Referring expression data
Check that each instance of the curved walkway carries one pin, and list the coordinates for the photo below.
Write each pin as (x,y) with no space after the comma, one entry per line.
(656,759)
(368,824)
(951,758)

**Your goal:** Print all of the entries exactly as they appear.

**Answer area:**
Check that each instance of the curved walkway carries one pin, and list the coordinates for the photo below.
Write each pin as (x,y) with no space after the comma, one entry per line.
(656,759)
(368,824)
(951,758)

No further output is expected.